Data provided:

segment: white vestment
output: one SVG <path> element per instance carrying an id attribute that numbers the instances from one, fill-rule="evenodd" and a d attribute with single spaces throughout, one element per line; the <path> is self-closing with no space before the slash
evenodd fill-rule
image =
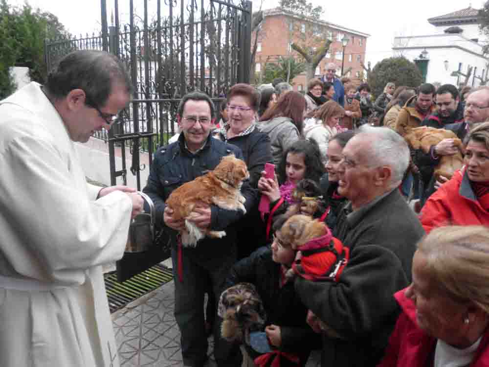
<path id="1" fill-rule="evenodd" d="M 132 204 L 99 189 L 39 84 L 0 102 L 1 367 L 119 366 L 102 269 Z"/>

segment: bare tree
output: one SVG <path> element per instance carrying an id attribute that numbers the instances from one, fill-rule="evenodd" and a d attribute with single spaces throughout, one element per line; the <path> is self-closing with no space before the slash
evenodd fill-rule
<path id="1" fill-rule="evenodd" d="M 291 48 L 298 52 L 305 61 L 307 65 L 307 69 L 306 69 L 306 82 L 314 77 L 316 68 L 321 62 L 321 60 L 326 56 L 331 43 L 331 40 L 326 40 L 324 44 L 322 46 L 317 47 L 315 51 L 314 51 L 311 47 L 301 46 L 295 43 L 291 45 Z"/>

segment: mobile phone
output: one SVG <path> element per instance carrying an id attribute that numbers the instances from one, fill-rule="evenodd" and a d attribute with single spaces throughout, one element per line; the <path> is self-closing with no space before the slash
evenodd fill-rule
<path id="1" fill-rule="evenodd" d="M 265 177 L 273 180 L 275 177 L 275 164 L 271 163 L 265 163 Z M 270 199 L 266 195 L 262 195 L 258 205 L 258 210 L 262 213 L 270 212 Z"/>

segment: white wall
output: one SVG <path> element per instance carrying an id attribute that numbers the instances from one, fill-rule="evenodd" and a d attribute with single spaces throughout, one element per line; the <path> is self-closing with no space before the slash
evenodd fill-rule
<path id="1" fill-rule="evenodd" d="M 17 89 L 20 89 L 26 84 L 30 83 L 30 78 L 29 77 L 29 68 L 23 67 L 14 66 L 10 68 L 10 75 L 14 78 L 14 81 L 17 86 Z"/>
<path id="2" fill-rule="evenodd" d="M 458 46 L 465 49 L 453 46 Z M 426 81 L 429 83 L 437 82 L 442 84 L 450 83 L 456 85 L 457 77 L 451 76 L 450 74 L 458 70 L 459 63 L 462 63 L 460 71 L 464 74 L 467 73 L 468 66 L 477 67 L 475 72 L 478 76 L 481 76 L 483 70 L 488 68 L 486 59 L 482 55 L 482 46 L 460 34 L 396 37 L 394 47 L 399 48 L 393 50 L 394 56 L 402 55 L 411 61 L 418 58 L 421 52 L 426 49 L 429 59 Z M 448 69 L 445 69 L 445 60 L 448 61 Z M 473 74 L 474 69 L 468 80 L 469 86 L 472 85 Z M 460 82 L 463 82 L 465 79 L 465 77 L 461 76 Z M 478 86 L 480 83 L 479 80 L 475 79 L 473 85 Z"/>
<path id="3" fill-rule="evenodd" d="M 435 26 L 434 27 L 435 30 L 434 33 L 435 34 L 443 33 L 445 32 L 445 29 L 450 28 L 450 26 L 451 26 L 438 25 Z M 479 28 L 479 24 L 460 24 L 456 26 L 464 30 L 462 35 L 467 38 L 478 38 L 479 41 L 486 39 L 486 36 L 481 33 L 481 31 Z"/>
<path id="4" fill-rule="evenodd" d="M 111 168 L 109 160 L 109 144 L 100 139 L 91 138 L 87 143 L 82 144 L 76 143 L 78 156 L 81 161 L 82 166 L 85 173 L 85 176 L 90 179 L 110 186 L 111 184 Z M 126 160 L 126 167 L 127 170 L 126 178 L 127 185 L 131 187 L 137 187 L 136 176 L 133 176 L 129 170 L 131 166 L 131 157 L 128 154 L 128 149 Z M 116 154 L 116 155 L 119 155 Z M 140 159 L 142 163 L 147 161 L 147 153 L 140 154 Z M 122 160 L 119 157 L 115 157 L 115 170 L 118 171 L 122 168 Z M 141 178 L 141 188 L 146 185 L 148 176 L 149 175 L 149 166 L 146 164 L 146 168 L 140 171 Z M 117 184 L 122 184 L 122 178 L 116 179 Z"/>

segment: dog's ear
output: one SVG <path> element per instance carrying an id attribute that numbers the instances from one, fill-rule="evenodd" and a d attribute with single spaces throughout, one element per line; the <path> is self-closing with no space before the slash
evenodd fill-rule
<path id="1" fill-rule="evenodd" d="M 304 232 L 304 228 L 306 228 L 305 223 L 302 222 L 292 222 L 289 226 L 290 229 L 290 234 L 292 237 L 296 239 L 300 238 Z"/>

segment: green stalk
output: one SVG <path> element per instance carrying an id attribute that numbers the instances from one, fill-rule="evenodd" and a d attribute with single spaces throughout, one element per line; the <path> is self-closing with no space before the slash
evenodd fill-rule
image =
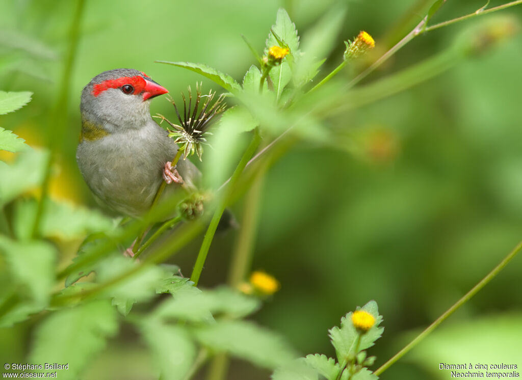
<path id="1" fill-rule="evenodd" d="M 201 248 L 199 249 L 199 253 L 198 254 L 197 259 L 196 260 L 196 264 L 194 265 L 194 270 L 192 271 L 192 275 L 191 276 L 191 280 L 194 281 L 194 286 L 197 285 L 199 281 L 199 277 L 201 276 L 201 272 L 203 270 L 203 265 L 205 264 L 205 261 L 207 259 L 207 254 L 208 253 L 208 250 L 210 248 L 210 244 L 214 238 L 216 234 L 216 230 L 218 227 L 218 224 L 221 218 L 221 215 L 224 211 L 225 207 L 229 200 L 229 196 L 233 189 L 238 179 L 239 178 L 243 169 L 246 166 L 247 163 L 255 152 L 257 146 L 261 141 L 259 131 L 256 128 L 254 130 L 254 136 L 252 137 L 252 140 L 250 144 L 247 148 L 246 150 L 243 154 L 241 161 L 238 164 L 234 173 L 230 179 L 228 191 L 221 196 L 221 199 L 219 201 L 218 206 L 214 212 L 214 214 L 210 220 L 210 224 L 207 229 L 207 232 L 205 234 L 203 239 L 203 242 L 201 243 Z"/>
<path id="2" fill-rule="evenodd" d="M 254 175 L 252 186 L 245 199 L 241 229 L 232 252 L 228 279 L 229 285 L 232 289 L 236 288 L 244 280 L 251 267 L 257 230 L 259 200 L 268 163 L 263 163 L 260 166 Z M 229 362 L 228 355 L 226 352 L 216 355 L 209 367 L 207 379 L 223 380 L 226 378 Z"/>
<path id="3" fill-rule="evenodd" d="M 513 251 L 510 252 L 504 259 L 499 263 L 496 266 L 493 268 L 493 270 L 488 273 L 485 277 L 481 279 L 478 284 L 475 285 L 471 289 L 463 296 L 460 299 L 455 302 L 452 307 L 448 309 L 441 316 L 435 320 L 433 323 L 430 325 L 426 329 L 419 334 L 413 340 L 410 342 L 402 350 L 396 353 L 388 361 L 381 365 L 375 371 L 374 373 L 378 376 L 385 371 L 389 368 L 395 362 L 402 358 L 410 350 L 414 347 L 419 342 L 428 336 L 433 330 L 436 328 L 441 323 L 447 318 L 450 315 L 453 314 L 459 308 L 468 302 L 471 297 L 477 294 L 479 290 L 483 288 L 485 285 L 493 279 L 499 273 L 502 271 L 504 267 L 507 265 L 512 260 L 517 254 L 522 249 L 522 241 L 515 247 Z"/>
<path id="4" fill-rule="evenodd" d="M 42 195 L 37 207 L 36 215 L 34 217 L 34 223 L 33 225 L 32 237 L 38 236 L 40 230 L 40 224 L 43 214 L 43 209 L 45 200 L 49 193 L 49 184 L 51 181 L 51 174 L 53 164 L 56 159 L 57 150 L 62 145 L 62 140 L 65 134 L 65 126 L 67 125 L 67 115 L 69 106 L 69 89 L 70 84 L 71 73 L 73 71 L 73 66 L 74 65 L 76 57 L 76 52 L 78 49 L 78 41 L 80 36 L 80 24 L 81 21 L 81 16 L 83 14 L 85 0 L 78 0 L 76 3 L 76 9 L 73 21 L 69 29 L 69 40 L 67 44 L 66 55 L 65 58 L 63 70 L 62 71 L 61 85 L 58 97 L 58 101 L 51 114 L 48 125 L 52 126 L 52 128 L 49 128 L 48 130 L 54 131 L 55 136 L 51 139 L 51 156 L 50 157 L 45 167 L 44 174 L 44 179 L 42 183 Z"/>
<path id="5" fill-rule="evenodd" d="M 176 156 L 174 157 L 174 160 L 172 160 L 172 164 L 173 167 L 175 167 L 176 165 L 177 164 L 177 162 L 180 161 L 180 158 L 181 157 L 181 155 L 183 154 L 183 151 L 181 149 L 179 149 L 177 150 L 177 153 L 176 153 Z M 165 190 L 165 188 L 167 187 L 167 182 L 165 181 L 162 181 L 161 185 L 158 188 L 158 191 L 156 191 L 156 194 L 154 196 L 154 199 L 152 200 L 152 204 L 150 205 L 150 209 L 152 209 L 156 207 L 156 205 L 158 204 L 158 202 L 159 202 L 160 198 L 161 197 L 161 194 L 163 193 L 163 190 Z M 137 238 L 136 239 L 136 241 L 134 242 L 134 245 L 132 248 L 132 251 L 134 252 L 135 258 L 137 256 L 137 253 L 139 250 L 140 244 L 141 244 L 141 241 L 143 240 L 143 238 L 145 237 L 145 235 L 147 235 L 147 232 L 148 230 L 148 226 L 145 226 L 143 227 L 143 229 L 140 232 Z M 143 250 L 141 250 L 143 252 Z M 141 252 L 140 252 L 141 253 Z"/>
<path id="6" fill-rule="evenodd" d="M 348 63 L 348 60 L 347 60 L 345 59 L 344 60 L 343 60 L 338 66 L 337 66 L 335 69 L 334 69 L 334 70 L 329 74 L 328 74 L 328 75 L 327 75 L 323 79 L 323 80 L 322 80 L 321 82 L 319 82 L 317 84 L 316 84 L 315 86 L 314 86 L 311 89 L 310 89 L 310 91 L 309 91 L 307 93 L 309 94 L 311 92 L 312 92 L 312 91 L 315 91 L 315 90 L 317 90 L 319 87 L 321 87 L 322 85 L 323 85 L 325 83 L 326 83 L 329 80 L 330 80 L 331 78 L 334 78 L 334 77 L 335 77 L 337 75 L 337 73 L 338 72 L 339 72 L 340 71 L 341 71 L 341 70 L 342 70 L 342 68 L 345 66 L 346 66 L 346 64 L 347 63 Z"/>
<path id="7" fill-rule="evenodd" d="M 502 5 L 499 5 L 497 7 L 494 7 L 493 8 L 491 8 L 489 9 L 481 10 L 478 12 L 475 11 L 473 13 L 470 13 L 469 15 L 466 15 L 460 17 L 448 20 L 448 21 L 444 21 L 443 22 L 440 22 L 438 24 L 435 24 L 435 25 L 432 25 L 431 27 L 426 26 L 426 19 L 428 17 L 426 16 L 426 17 L 424 17 L 422 21 L 419 22 L 419 24 L 415 27 L 415 28 L 414 28 L 411 32 L 405 36 L 402 40 L 397 42 L 397 44 L 396 44 L 392 48 L 384 53 L 384 54 L 383 54 L 381 58 L 375 61 L 373 65 L 370 66 L 370 67 L 352 79 L 352 81 L 348 83 L 347 86 L 349 88 L 353 87 L 355 84 L 360 82 L 364 78 L 366 78 L 366 77 L 367 77 L 370 73 L 372 72 L 375 69 L 387 61 L 388 58 L 397 53 L 399 50 L 404 46 L 405 45 L 420 34 L 422 34 L 432 30 L 438 29 L 440 28 L 443 28 L 448 25 L 452 25 L 452 24 L 456 22 L 464 21 L 464 20 L 467 20 L 468 19 L 472 18 L 473 17 L 476 17 L 478 16 L 487 15 L 488 14 L 496 11 L 497 10 L 504 9 L 506 8 L 517 5 L 520 4 L 522 4 L 522 0 L 516 0 L 516 1 L 511 2 L 511 3 L 503 4 Z M 433 15 L 432 16 L 433 16 Z"/>
<path id="8" fill-rule="evenodd" d="M 244 280 L 250 269 L 257 230 L 259 198 L 267 167 L 267 164 L 264 163 L 256 172 L 252 186 L 245 199 L 241 229 L 232 253 L 229 274 L 229 285 L 233 288 L 236 288 Z"/>
<path id="9" fill-rule="evenodd" d="M 161 225 L 161 227 L 158 228 L 158 230 L 154 232 L 154 234 L 149 238 L 147 241 L 144 243 L 143 245 L 139 248 L 139 249 L 138 249 L 136 251 L 136 253 L 134 254 L 134 257 L 133 258 L 135 259 L 137 259 L 138 256 L 141 254 L 141 252 L 147 249 L 149 246 L 154 242 L 154 241 L 158 239 L 158 238 L 159 238 L 162 234 L 163 234 L 165 230 L 172 228 L 179 223 L 181 222 L 182 219 L 182 218 L 181 216 L 178 215 L 177 216 L 172 218 L 170 220 L 167 220 L 163 223 Z"/>

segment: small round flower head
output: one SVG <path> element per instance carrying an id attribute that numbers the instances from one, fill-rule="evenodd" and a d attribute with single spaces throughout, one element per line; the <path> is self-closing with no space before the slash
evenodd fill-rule
<path id="1" fill-rule="evenodd" d="M 345 59 L 357 58 L 375 47 L 373 38 L 363 30 L 359 32 L 353 42 L 349 40 L 347 42 L 345 41 L 345 44 L 346 44 Z"/>
<path id="2" fill-rule="evenodd" d="M 284 58 L 290 51 L 288 47 L 274 46 L 268 49 L 268 56 L 273 59 L 281 60 Z"/>
<path id="3" fill-rule="evenodd" d="M 279 281 L 267 273 L 256 271 L 250 276 L 254 288 L 265 295 L 272 295 L 279 289 Z"/>
<path id="4" fill-rule="evenodd" d="M 355 39 L 355 41 L 364 44 L 368 48 L 373 49 L 375 47 L 375 41 L 374 41 L 373 38 L 367 32 L 365 32 L 364 30 L 361 30 L 359 32 L 357 38 Z"/>
<path id="5" fill-rule="evenodd" d="M 375 324 L 375 318 L 364 310 L 357 310 L 352 314 L 352 322 L 356 329 L 365 333 Z"/>

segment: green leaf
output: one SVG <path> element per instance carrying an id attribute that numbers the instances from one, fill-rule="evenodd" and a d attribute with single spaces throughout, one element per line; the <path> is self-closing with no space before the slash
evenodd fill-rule
<path id="1" fill-rule="evenodd" d="M 220 125 L 226 125 L 226 128 L 237 132 L 251 131 L 259 125 L 250 113 L 241 106 L 227 109 L 219 121 Z"/>
<path id="2" fill-rule="evenodd" d="M 285 87 L 292 80 L 292 70 L 288 62 L 283 62 L 270 70 L 270 78 L 274 83 L 276 99 L 279 101 Z"/>
<path id="3" fill-rule="evenodd" d="M 307 364 L 303 358 L 278 368 L 270 376 L 271 380 L 317 380 L 317 372 Z"/>
<path id="4" fill-rule="evenodd" d="M 378 378 L 378 376 L 374 375 L 372 371 L 367 369 L 363 368 L 352 376 L 351 380 L 377 380 Z"/>
<path id="5" fill-rule="evenodd" d="M 54 282 L 56 252 L 47 243 L 20 242 L 0 235 L 0 254 L 8 267 L 11 287 L 2 289 L 2 292 L 15 292 L 21 301 L 0 320 L 0 326 L 5 327 L 47 307 Z"/>
<path id="6" fill-rule="evenodd" d="M 437 0 L 430 7 L 429 10 L 428 11 L 428 16 L 426 17 L 426 23 L 425 25 L 428 24 L 428 22 L 430 21 L 432 17 L 433 17 L 433 15 L 437 13 L 438 9 L 442 6 L 442 5 L 446 2 L 446 0 Z"/>
<path id="7" fill-rule="evenodd" d="M 178 67 L 183 67 L 187 70 L 195 71 L 213 80 L 225 90 L 232 93 L 239 91 L 241 88 L 239 83 L 228 74 L 219 71 L 204 64 L 197 64 L 192 62 L 169 62 L 164 60 L 157 60 L 156 62 L 158 63 L 164 63 Z"/>
<path id="8" fill-rule="evenodd" d="M 193 332 L 201 344 L 265 368 L 283 365 L 296 357 L 279 336 L 251 322 L 220 321 Z"/>
<path id="9" fill-rule="evenodd" d="M 290 20 L 290 16 L 284 9 L 281 8 L 277 11 L 276 24 L 272 27 L 271 30 L 287 45 L 290 53 L 295 55 L 299 50 L 299 36 L 295 24 Z M 267 50 L 279 45 L 279 42 L 271 32 L 266 40 Z"/>
<path id="10" fill-rule="evenodd" d="M 55 59 L 57 55 L 41 41 L 18 31 L 0 31 L 0 46 L 22 50 L 37 58 Z"/>
<path id="11" fill-rule="evenodd" d="M 337 41 L 345 13 L 344 8 L 333 8 L 303 37 L 301 50 L 304 53 L 295 57 L 293 80 L 296 87 L 304 85 L 317 75 L 324 57 L 329 54 Z"/>
<path id="12" fill-rule="evenodd" d="M 78 254 L 73 259 L 73 263 L 78 262 L 82 255 L 92 250 L 97 246 L 99 246 L 105 240 L 109 238 L 110 238 L 110 237 L 104 232 L 98 232 L 88 235 L 80 244 L 80 247 L 78 249 Z M 88 276 L 95 269 L 97 265 L 97 262 L 89 262 L 77 269 L 67 276 L 67 278 L 65 279 L 65 286 L 70 286 L 81 277 Z"/>
<path id="13" fill-rule="evenodd" d="M 30 149 L 20 153 L 13 164 L 0 161 L 0 206 L 40 185 L 49 158 L 46 151 Z"/>
<path id="14" fill-rule="evenodd" d="M 337 378 L 341 370 L 341 367 L 335 362 L 335 360 L 326 355 L 320 355 L 318 353 L 307 355 L 305 361 L 328 380 Z"/>
<path id="15" fill-rule="evenodd" d="M 185 378 L 196 357 L 195 345 L 186 330 L 164 325 L 155 318 L 146 320 L 139 327 L 160 369 L 162 380 Z"/>
<path id="16" fill-rule="evenodd" d="M 77 380 L 117 330 L 116 314 L 106 301 L 55 312 L 37 328 L 30 362 L 68 363 L 56 370 L 57 377 Z"/>
<path id="17" fill-rule="evenodd" d="M 13 229 L 19 239 L 30 238 L 37 206 L 35 199 L 17 202 Z M 40 227 L 42 236 L 66 240 L 108 231 L 112 228 L 113 222 L 97 210 L 89 210 L 67 201 L 49 199 L 44 204 Z"/>
<path id="18" fill-rule="evenodd" d="M 95 271 L 97 279 L 102 283 L 111 283 L 120 276 L 135 271 L 125 279 L 108 287 L 103 291 L 104 295 L 114 297 L 113 304 L 116 305 L 124 315 L 128 314 L 132 305 L 136 302 L 155 296 L 156 288 L 165 275 L 159 266 L 139 263 L 120 254 L 103 260 L 97 266 Z"/>
<path id="19" fill-rule="evenodd" d="M 165 278 L 161 279 L 159 285 L 156 287 L 156 293 L 170 293 L 175 295 L 179 290 L 185 287 L 192 287 L 194 283 L 189 281 L 186 277 L 181 277 L 179 276 L 169 275 Z"/>
<path id="20" fill-rule="evenodd" d="M 0 127 L 0 150 L 3 149 L 13 153 L 25 150 L 29 148 L 25 141 L 11 131 Z"/>
<path id="21" fill-rule="evenodd" d="M 218 314 L 232 318 L 243 317 L 257 310 L 260 305 L 258 300 L 226 287 L 203 291 L 190 287 L 192 290 L 178 290 L 173 299 L 165 301 L 157 309 L 155 315 L 161 318 L 209 322 L 212 320 L 212 315 Z"/>
<path id="22" fill-rule="evenodd" d="M 345 362 L 347 359 L 353 357 L 363 350 L 372 347 L 374 342 L 381 337 L 384 330 L 384 327 L 378 327 L 383 321 L 382 315 L 379 315 L 377 303 L 370 301 L 362 308 L 358 308 L 372 314 L 375 318 L 375 324 L 366 333 L 363 334 L 359 344 L 359 350 L 355 352 L 355 345 L 359 333 L 352 322 L 352 312 L 350 312 L 341 318 L 341 327 L 335 326 L 329 330 L 331 343 L 335 348 L 337 360 L 340 363 Z"/>
<path id="23" fill-rule="evenodd" d="M 262 60 L 261 57 L 260 57 L 259 55 L 258 54 L 257 51 L 255 50 L 246 37 L 243 34 L 241 34 L 241 38 L 243 39 L 243 40 L 245 41 L 245 43 L 246 44 L 246 46 L 247 46 L 248 48 L 250 49 L 250 51 L 252 52 L 252 55 L 256 58 L 256 60 L 257 61 L 257 63 L 259 64 L 260 66 L 262 66 L 263 65 L 263 60 Z"/>
<path id="24" fill-rule="evenodd" d="M 256 66 L 252 65 L 243 78 L 243 89 L 245 91 L 257 94 L 259 91 L 259 83 L 261 81 L 261 72 Z M 266 81 L 263 83 L 263 92 L 268 91 L 268 84 Z M 234 107 L 235 108 L 235 107 Z M 233 108 L 229 108 L 226 112 Z M 224 114 L 223 114 L 224 116 Z"/>
<path id="25" fill-rule="evenodd" d="M 32 95 L 32 93 L 30 91 L 0 91 L 0 115 L 5 115 L 21 108 L 31 101 Z"/>

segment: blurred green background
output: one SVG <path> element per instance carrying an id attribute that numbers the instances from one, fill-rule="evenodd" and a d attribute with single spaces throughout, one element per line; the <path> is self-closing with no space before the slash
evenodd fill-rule
<path id="1" fill-rule="evenodd" d="M 361 30 L 382 54 L 421 19 L 431 2 L 345 1 L 337 47 L 324 71 L 340 62 L 343 40 Z M 438 22 L 472 12 L 479 1 L 448 2 Z M 492 1 L 490 7 L 502 4 Z M 56 138 L 46 128 L 56 102 L 76 2 L 4 0 L 0 12 L 0 90 L 34 92 L 0 125 L 35 146 Z M 74 66 L 68 128 L 53 194 L 96 207 L 76 164 L 79 95 L 99 72 L 136 68 L 176 96 L 202 77 L 155 60 L 205 63 L 240 81 L 255 63 L 241 34 L 259 52 L 277 9 L 285 7 L 300 34 L 333 2 L 287 0 L 167 2 L 87 0 Z M 520 7 L 503 14 L 520 19 Z M 494 17 L 485 16 L 484 18 Z M 420 36 L 365 80 L 393 73 L 440 52 L 478 18 Z M 29 54 L 16 33 L 31 40 Z M 34 40 L 34 41 L 33 41 Z M 41 42 L 41 46 L 38 41 Z M 274 275 L 281 288 L 255 316 L 302 354 L 334 354 L 327 329 L 347 312 L 375 300 L 383 337 L 370 349 L 375 366 L 395 353 L 485 275 L 522 237 L 522 36 L 459 63 L 407 91 L 338 115 L 357 143 L 355 153 L 300 142 L 269 171 L 264 184 L 253 269 Z M 374 57 L 375 56 L 372 56 Z M 364 59 L 358 63 L 361 67 Z M 360 69 L 357 68 L 355 70 Z M 353 72 L 339 75 L 347 81 Z M 205 88 L 217 85 L 203 80 Z M 151 112 L 172 116 L 162 99 Z M 216 147 L 219 149 L 220 147 Z M 4 155 L 2 159 L 11 157 Z M 0 179 L 1 180 L 1 179 Z M 241 223 L 242 202 L 233 210 Z M 200 286 L 226 278 L 237 231 L 213 243 Z M 190 273 L 198 244 L 176 256 Z M 65 242 L 74 247 L 79 242 Z M 440 363 L 517 363 L 522 366 L 522 261 L 517 258 L 385 379 L 443 379 Z M 0 357 L 21 361 L 30 324 L 0 330 Z M 85 378 L 146 379 L 152 365 L 130 329 L 122 327 Z M 267 378 L 233 361 L 229 378 Z"/>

Given problem:
Copy exactly the lines of the material running from the line that contains "segment: dog's ear" through the line that contains "304 232 L 304", including both of those lines.

Expected answer:
segment: dog's ear
output: one SVG <path> element per instance carrying an id attribute that numbers the instances from one, fill-rule="evenodd" and a d attribute with single spaces throughout, one element per line; the <path> is self-closing with no space before the slash
evenodd fill-rule
<path id="1" fill-rule="evenodd" d="M 304 232 L 304 228 L 306 228 L 305 223 L 302 222 L 292 222 L 289 226 L 290 229 L 290 234 L 292 237 L 296 239 L 300 238 Z"/>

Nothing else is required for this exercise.